**EXERCISE TASK**
Return the full material exactly.

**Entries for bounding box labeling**
+-------+

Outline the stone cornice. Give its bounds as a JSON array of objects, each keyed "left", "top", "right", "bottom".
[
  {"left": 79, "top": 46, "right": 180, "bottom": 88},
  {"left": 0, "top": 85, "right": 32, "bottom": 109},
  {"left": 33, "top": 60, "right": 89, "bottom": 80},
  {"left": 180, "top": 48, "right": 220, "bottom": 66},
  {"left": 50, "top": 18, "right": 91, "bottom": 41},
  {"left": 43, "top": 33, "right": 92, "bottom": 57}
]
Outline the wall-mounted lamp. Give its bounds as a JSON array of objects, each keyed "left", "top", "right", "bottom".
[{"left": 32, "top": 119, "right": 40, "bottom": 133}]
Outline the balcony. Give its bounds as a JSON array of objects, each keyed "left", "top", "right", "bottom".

+-------+

**ANSWER TO THIS PROBLEM**
Outline the stone cornice. Give its bounds as a JSON array of objects, each keyed "left", "top", "right", "bottom".
[
  {"left": 79, "top": 46, "right": 180, "bottom": 88},
  {"left": 0, "top": 85, "right": 32, "bottom": 109},
  {"left": 33, "top": 60, "right": 89, "bottom": 80},
  {"left": 180, "top": 48, "right": 220, "bottom": 66},
  {"left": 50, "top": 18, "right": 91, "bottom": 41},
  {"left": 43, "top": 33, "right": 92, "bottom": 57}
]
Outline the wall-mounted lamp. Give its bounds as a JSON array of objects, each keyed "left", "top", "right", "bottom".
[{"left": 32, "top": 119, "right": 40, "bottom": 133}]
Outline the balcony. Give its bounds as a JSON array of objects, each keyed "left", "top", "right", "bottom".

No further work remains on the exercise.